La sociologue ne perçoit cependant, dans l’utilisation de ces termes, [on n’a pas le droit] que l’expression de la reprise à leur compte, par les enfants, d’une conception culturelle de la séparation des sexes transmise par les adultes (p. 164). La formulation explicite d’un tel interdit par un adulte nous semble, pour notre part, beaucoup moins improbable. Surtout, l’expression ne pas avoir le droit nous semble témoigner de l’intégration par les filles de la domination masculine, dimension occultée par la chercheuse, qui accole d’ailleurs au nom fille un diminutif qu’elle n’utilise pas lorsqu’il s’agit de nommer les garçons, puisqu’il n’est pas question dans son analyse de garçonnets, alors qu’elle parle de fillettes. Dans la scène rapportée par Nathalie, les filles ont donc très bien compris que, dans une telle situation, elles n’étaient pas en mesure de dire le droit parce qu’elles ne détenaient pas le pouvoir. Le glissement qui s’opère dans la discussion entre le fait d’avoir le droit de jouer au football et celui de savoir jouer au football est donc particulièrement intéressant, puisqu’il permet de réinscrire la situation dans une dynamique de changement et de mettre en évidence un facteur susceptible de la modifier : l’apprentissage. Et comme celui-ci ne peut avoir lieu que par l’expérimentation, un tel constat rend possible, voire nécessaire, l’intégration des filles aux jeux de ballons.

Ces discussions sont donc conçues par les enseignant-e-s comme des moments où des formes d’apprentissages scolaires connues des enfants entrent en résonnance avec ceux où filles et garçons gèrent leurs occupations de façon autonome. L’éducation civique n’est toutefois pas le seul moment où ce transfert est possible ; certain-e-s professeur-e-s choisissent également de l’effectuer dans d’autres enseignements comme ceux consacrés à la littérature : Je vais travailler dans trois classes de Cycle 3 [Cours élémentaire, deuxième année, cours moyen 1 et 2 : enfants de 8 à 11 ans] dans une école où la problématique, c’est qu’il y a beaucoup de bagarres dans la cour de récréation sur le thème « hein, elle est amoureuse ; hein, il est amoureux, ninninnin » ; et donc, j’ai proposé aux enseignantes de traiter la question par le biais de la littérature de jeunesse (Sandrine). Sandrine ne précise pas si elle compte expliquer à ses élèves les raisons de son choix thématique, mais elle escompte, pour le climat de l’école, un bénéfice de ce travail qui, en faisant écho aux préoccupations des enfants, les pousse à relier deux espaces qu’ils envisagent parfois de manière séparée. Cette enseignante fait le pari qu’en mettant des mots sur certaines situations problématiques, sans que celles-ci soient nommées directement ou sans qu’il y soit forcément fait référence, les enfants seront en mesure de les envisager plus sereinement. La littérature est ici bien autre chose qu’un simple objet d’apprentissage permettant l’étude de la langue ou de structures narratives, elle se trouve en prise directe avec la vie. La constitution d’une culture littéraire adaptée à l’âge des enfants vaut alors par la diversité des modèles qu’elle offre et parce qu’elle permet de dépasser des craintes, de nommer ou de retrouver l’expression de sensations et de sentiments éprouvés, d’élargir enfin sa sensibilité au monde et aux autres pour les aborder d’une manière décalée ou nouvelle, débarrassée de certaines angoisses et enrichie de l’expérience des autres, fût-elle fictive.

BUT VISÉ:
D'après l'extrait du texte, quel problème Sandrine signale-t-elle dans la cour de récréation de l'école où elle va travailler ? Les entrées ne sont pas nécessaires ici.

ENTRÉES DES DONNÉES:
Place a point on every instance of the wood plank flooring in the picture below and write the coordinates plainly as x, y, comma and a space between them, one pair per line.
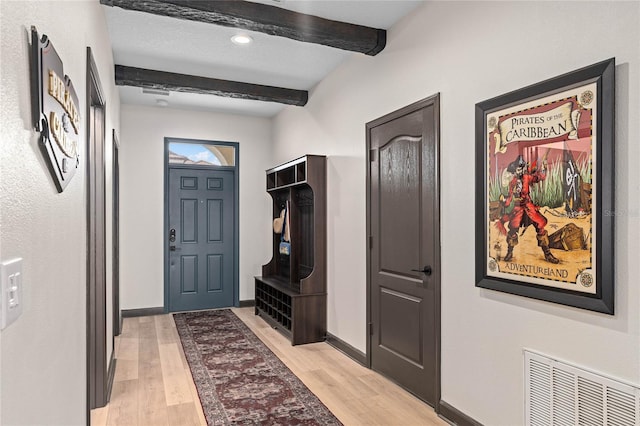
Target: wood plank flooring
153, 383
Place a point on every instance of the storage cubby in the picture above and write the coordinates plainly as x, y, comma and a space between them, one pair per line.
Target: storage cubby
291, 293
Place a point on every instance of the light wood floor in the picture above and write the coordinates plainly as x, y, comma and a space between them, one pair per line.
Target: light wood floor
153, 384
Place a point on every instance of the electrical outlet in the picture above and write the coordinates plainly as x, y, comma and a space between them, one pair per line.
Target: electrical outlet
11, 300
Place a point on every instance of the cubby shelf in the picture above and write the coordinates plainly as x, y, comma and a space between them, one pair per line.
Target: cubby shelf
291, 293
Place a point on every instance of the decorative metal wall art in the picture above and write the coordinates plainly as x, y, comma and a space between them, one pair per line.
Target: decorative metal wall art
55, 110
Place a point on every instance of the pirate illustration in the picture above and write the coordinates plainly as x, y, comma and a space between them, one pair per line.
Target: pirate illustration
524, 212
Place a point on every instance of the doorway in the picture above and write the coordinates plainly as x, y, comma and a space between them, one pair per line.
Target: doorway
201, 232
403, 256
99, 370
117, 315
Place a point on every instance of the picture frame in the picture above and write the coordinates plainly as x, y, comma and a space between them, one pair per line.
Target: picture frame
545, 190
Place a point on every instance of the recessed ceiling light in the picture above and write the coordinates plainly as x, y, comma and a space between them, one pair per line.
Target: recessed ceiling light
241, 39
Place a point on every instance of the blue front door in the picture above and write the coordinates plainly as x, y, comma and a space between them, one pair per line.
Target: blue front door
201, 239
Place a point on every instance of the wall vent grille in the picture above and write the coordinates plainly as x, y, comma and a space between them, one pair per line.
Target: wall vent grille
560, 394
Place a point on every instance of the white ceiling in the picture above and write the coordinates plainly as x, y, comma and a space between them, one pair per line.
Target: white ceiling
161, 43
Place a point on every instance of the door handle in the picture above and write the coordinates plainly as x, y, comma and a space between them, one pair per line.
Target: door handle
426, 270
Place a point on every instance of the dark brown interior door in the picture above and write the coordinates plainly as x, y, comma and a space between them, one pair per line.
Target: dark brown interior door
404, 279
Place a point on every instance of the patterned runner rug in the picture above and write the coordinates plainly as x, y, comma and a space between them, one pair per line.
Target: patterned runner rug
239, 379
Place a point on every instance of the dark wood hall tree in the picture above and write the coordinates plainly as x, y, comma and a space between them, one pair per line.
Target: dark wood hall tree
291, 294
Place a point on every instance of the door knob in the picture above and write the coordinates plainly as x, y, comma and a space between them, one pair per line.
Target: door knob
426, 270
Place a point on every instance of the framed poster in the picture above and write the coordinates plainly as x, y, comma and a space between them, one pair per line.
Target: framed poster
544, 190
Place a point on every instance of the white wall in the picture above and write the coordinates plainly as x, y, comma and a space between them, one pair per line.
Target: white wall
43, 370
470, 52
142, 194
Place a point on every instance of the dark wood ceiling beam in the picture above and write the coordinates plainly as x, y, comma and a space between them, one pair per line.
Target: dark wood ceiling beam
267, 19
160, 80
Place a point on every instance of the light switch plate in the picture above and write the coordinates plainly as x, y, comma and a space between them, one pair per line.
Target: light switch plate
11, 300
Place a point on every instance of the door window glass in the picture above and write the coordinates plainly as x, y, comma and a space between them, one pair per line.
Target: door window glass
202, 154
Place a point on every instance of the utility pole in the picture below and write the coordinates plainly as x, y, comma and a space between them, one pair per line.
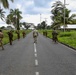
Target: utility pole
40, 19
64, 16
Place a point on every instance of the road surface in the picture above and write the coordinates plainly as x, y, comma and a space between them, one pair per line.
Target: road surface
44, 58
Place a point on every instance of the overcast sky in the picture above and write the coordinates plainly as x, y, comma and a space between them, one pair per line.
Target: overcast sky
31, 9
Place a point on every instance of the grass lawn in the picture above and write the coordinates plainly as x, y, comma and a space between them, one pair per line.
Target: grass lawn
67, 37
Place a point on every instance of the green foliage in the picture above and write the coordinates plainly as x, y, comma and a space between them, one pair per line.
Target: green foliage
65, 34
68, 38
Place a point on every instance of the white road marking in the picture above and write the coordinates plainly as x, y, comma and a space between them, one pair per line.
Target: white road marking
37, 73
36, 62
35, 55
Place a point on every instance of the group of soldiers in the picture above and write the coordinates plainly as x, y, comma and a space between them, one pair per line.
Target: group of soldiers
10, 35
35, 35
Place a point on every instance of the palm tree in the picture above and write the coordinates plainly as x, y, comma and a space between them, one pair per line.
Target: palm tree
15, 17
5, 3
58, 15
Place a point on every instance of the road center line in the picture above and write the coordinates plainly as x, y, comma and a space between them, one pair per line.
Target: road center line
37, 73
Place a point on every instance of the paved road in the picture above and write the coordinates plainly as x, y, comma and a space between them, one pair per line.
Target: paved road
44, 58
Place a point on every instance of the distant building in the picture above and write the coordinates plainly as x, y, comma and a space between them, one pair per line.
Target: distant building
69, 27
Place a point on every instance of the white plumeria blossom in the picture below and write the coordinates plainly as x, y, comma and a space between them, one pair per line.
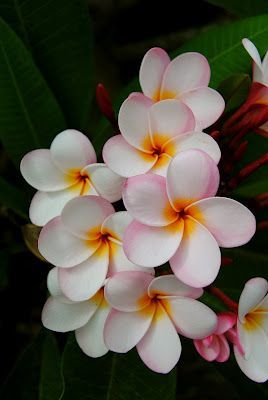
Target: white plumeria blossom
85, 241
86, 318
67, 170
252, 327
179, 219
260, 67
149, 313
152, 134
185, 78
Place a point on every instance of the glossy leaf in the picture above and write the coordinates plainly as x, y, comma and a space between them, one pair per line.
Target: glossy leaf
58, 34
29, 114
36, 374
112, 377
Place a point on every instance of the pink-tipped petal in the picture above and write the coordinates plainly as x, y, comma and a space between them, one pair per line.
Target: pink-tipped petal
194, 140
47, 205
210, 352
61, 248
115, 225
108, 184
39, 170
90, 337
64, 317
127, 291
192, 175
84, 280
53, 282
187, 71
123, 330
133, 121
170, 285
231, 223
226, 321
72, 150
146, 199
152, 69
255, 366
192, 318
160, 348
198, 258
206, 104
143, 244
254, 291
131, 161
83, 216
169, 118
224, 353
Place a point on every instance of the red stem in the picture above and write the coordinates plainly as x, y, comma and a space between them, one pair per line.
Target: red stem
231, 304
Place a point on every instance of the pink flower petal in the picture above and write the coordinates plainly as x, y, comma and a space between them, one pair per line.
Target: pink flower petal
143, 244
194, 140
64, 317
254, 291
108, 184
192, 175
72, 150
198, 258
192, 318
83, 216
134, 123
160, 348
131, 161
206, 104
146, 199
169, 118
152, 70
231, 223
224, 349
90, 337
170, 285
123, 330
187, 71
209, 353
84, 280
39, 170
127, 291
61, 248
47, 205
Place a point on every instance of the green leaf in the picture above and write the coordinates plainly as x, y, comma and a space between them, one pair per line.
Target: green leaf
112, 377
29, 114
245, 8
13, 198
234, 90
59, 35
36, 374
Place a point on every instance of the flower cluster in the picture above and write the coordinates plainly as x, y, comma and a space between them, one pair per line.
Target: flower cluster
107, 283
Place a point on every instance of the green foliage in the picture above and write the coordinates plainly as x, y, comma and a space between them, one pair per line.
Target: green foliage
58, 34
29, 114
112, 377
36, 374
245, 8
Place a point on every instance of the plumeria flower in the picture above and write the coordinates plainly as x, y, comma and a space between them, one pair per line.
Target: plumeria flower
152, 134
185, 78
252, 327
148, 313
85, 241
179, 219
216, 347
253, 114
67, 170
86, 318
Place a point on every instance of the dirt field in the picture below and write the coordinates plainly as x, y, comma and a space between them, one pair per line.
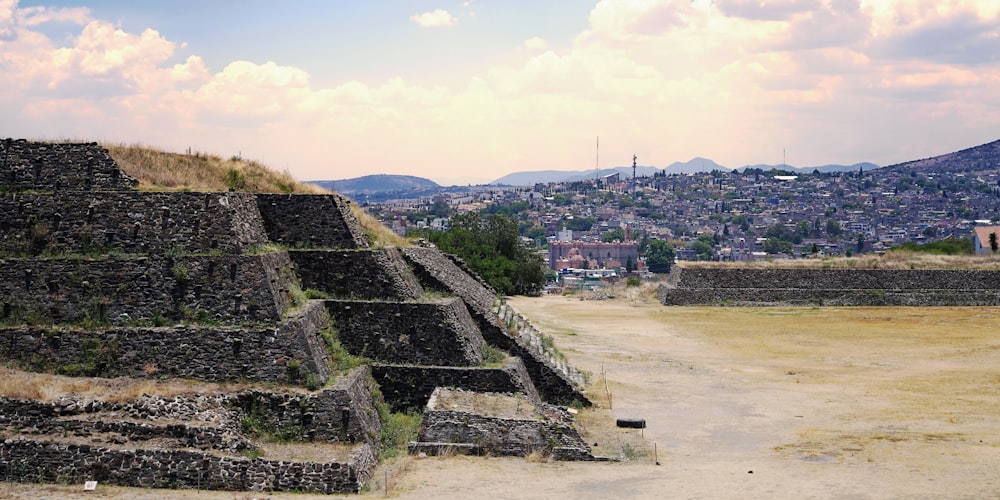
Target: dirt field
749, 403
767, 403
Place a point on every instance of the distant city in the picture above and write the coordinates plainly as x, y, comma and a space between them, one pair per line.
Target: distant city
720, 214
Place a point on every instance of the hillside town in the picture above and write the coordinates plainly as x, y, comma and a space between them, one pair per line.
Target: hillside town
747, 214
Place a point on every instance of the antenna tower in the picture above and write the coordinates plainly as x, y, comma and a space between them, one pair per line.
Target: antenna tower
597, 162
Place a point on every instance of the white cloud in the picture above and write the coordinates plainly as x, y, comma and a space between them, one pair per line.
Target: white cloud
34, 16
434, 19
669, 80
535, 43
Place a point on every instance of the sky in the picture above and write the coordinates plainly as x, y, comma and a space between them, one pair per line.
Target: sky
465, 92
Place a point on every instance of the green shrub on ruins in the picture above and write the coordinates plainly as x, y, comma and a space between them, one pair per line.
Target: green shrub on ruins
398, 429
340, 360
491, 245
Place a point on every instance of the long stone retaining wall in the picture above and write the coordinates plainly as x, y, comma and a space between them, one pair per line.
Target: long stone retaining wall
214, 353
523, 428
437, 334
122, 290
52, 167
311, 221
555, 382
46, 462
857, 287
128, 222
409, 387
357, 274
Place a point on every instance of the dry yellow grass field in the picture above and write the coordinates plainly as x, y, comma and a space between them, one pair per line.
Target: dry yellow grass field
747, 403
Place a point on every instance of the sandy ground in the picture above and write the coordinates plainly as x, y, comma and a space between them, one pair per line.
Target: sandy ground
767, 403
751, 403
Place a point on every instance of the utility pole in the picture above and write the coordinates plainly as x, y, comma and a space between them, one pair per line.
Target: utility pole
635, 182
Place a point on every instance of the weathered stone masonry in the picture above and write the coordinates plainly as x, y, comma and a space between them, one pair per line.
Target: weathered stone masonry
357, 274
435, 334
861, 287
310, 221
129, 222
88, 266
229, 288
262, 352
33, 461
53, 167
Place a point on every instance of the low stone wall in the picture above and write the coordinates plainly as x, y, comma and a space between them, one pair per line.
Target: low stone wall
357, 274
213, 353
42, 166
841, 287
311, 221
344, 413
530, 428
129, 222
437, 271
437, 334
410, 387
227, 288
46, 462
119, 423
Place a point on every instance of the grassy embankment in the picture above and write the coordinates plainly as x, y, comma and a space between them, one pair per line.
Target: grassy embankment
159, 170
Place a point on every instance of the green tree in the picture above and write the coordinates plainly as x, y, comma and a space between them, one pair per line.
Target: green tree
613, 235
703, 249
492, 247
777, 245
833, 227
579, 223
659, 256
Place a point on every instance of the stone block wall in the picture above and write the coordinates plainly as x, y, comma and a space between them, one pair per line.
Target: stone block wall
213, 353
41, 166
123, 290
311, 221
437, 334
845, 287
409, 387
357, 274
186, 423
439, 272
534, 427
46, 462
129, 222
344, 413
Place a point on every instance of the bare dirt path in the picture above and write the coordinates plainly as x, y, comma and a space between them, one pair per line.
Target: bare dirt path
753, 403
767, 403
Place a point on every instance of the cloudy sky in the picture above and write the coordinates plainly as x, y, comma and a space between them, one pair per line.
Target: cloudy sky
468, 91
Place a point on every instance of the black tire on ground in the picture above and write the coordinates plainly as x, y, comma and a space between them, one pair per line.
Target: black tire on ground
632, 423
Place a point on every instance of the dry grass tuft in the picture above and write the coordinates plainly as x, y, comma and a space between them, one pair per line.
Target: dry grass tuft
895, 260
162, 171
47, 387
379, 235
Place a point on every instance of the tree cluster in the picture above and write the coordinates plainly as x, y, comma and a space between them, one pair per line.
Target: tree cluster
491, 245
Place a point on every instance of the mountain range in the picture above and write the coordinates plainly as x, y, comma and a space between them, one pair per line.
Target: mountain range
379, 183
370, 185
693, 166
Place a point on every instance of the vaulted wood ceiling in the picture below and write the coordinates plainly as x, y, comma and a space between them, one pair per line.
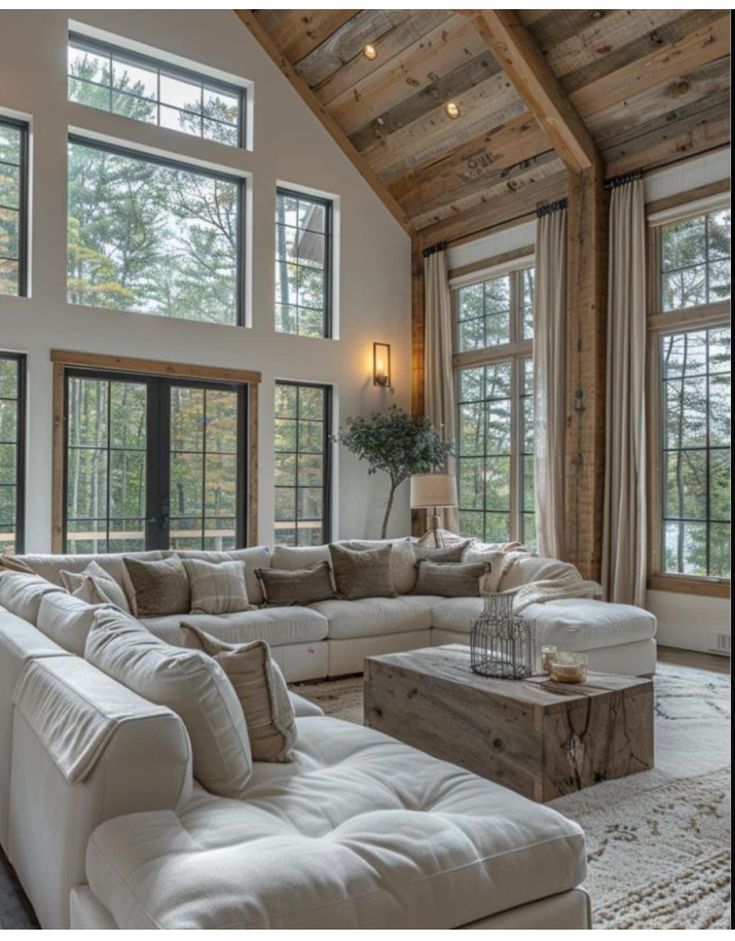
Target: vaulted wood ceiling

LA RÉPONSE:
Il y a beaucoup de bagarres dans la cour de récréation à propos de qui est amoureux de qui.